> Task details
Output all of the material beneath this line exactly as it is.
+---+
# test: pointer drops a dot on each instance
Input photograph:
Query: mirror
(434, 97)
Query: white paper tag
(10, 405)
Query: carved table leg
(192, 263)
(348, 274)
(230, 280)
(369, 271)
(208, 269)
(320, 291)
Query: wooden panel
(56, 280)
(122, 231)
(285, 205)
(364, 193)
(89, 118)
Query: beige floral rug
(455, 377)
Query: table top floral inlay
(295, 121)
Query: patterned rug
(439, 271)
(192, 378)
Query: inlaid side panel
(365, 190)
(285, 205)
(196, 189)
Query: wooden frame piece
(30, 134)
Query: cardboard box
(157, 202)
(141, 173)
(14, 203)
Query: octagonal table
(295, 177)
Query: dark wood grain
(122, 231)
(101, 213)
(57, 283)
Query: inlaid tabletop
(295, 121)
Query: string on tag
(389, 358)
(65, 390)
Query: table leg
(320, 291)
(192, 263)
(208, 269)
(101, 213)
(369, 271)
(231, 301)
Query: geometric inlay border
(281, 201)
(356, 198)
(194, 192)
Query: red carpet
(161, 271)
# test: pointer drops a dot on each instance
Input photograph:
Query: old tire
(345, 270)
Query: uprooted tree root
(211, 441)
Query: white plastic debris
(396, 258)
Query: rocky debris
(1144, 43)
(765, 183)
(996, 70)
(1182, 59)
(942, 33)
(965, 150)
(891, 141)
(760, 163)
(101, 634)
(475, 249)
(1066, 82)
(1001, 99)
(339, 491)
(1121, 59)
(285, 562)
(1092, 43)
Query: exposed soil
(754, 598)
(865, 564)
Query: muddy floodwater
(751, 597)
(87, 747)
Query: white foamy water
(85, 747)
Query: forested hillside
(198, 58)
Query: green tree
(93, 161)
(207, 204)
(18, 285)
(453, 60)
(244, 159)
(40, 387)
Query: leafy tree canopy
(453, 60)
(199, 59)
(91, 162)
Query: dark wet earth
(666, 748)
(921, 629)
+---+
> Output of the task
# test: pointer drops a dot on each instance
Input photograph:
Query: mirror
(434, 97)
Query: white paper tag
(10, 405)
Query: carved table leg
(192, 263)
(348, 274)
(230, 280)
(369, 271)
(208, 269)
(320, 291)
Query: wooden panel
(56, 280)
(122, 231)
(285, 205)
(364, 193)
(89, 118)
Query: beige floral rug
(455, 377)
Query: table top floral inlay
(295, 121)
Query: patterned rug
(439, 271)
(192, 378)
Query: inlaid side panel
(365, 190)
(285, 205)
(196, 189)
Query: wooden frame piece
(30, 134)
Query: cardboard box
(157, 202)
(141, 173)
(14, 203)
Query: octagonal table
(295, 177)
Query: dark wood grain
(122, 231)
(101, 213)
(57, 283)
Query: inlaid tabletop
(295, 121)
Query: string on tag
(389, 358)
(65, 390)
Query: table leg
(320, 291)
(192, 263)
(208, 269)
(101, 213)
(369, 271)
(231, 301)
Query: geometric inlay border
(281, 201)
(356, 198)
(194, 192)
Query: red carpet
(161, 271)
# test: pointer drops a dot on each instance
Input photograph:
Query: old tire
(345, 270)
Query: uprooted tree root
(211, 441)
Query: white plastic debris
(396, 258)
Query: rocky debris
(1144, 43)
(765, 183)
(996, 70)
(1182, 59)
(942, 33)
(965, 150)
(891, 141)
(760, 163)
(101, 634)
(475, 249)
(1066, 82)
(1001, 99)
(339, 491)
(1121, 59)
(285, 562)
(1092, 43)
Query: exposed soil
(754, 598)
(865, 564)
Query: muddy floodwater
(751, 597)
(87, 747)
Query: white foamy water
(85, 747)
Query: forested hillside
(198, 58)
Query: green tree
(93, 161)
(207, 204)
(18, 285)
(453, 60)
(244, 159)
(40, 387)
Query: leafy tree canopy
(453, 60)
(199, 59)
(91, 162)
Query: dark wet earth
(666, 748)
(921, 629)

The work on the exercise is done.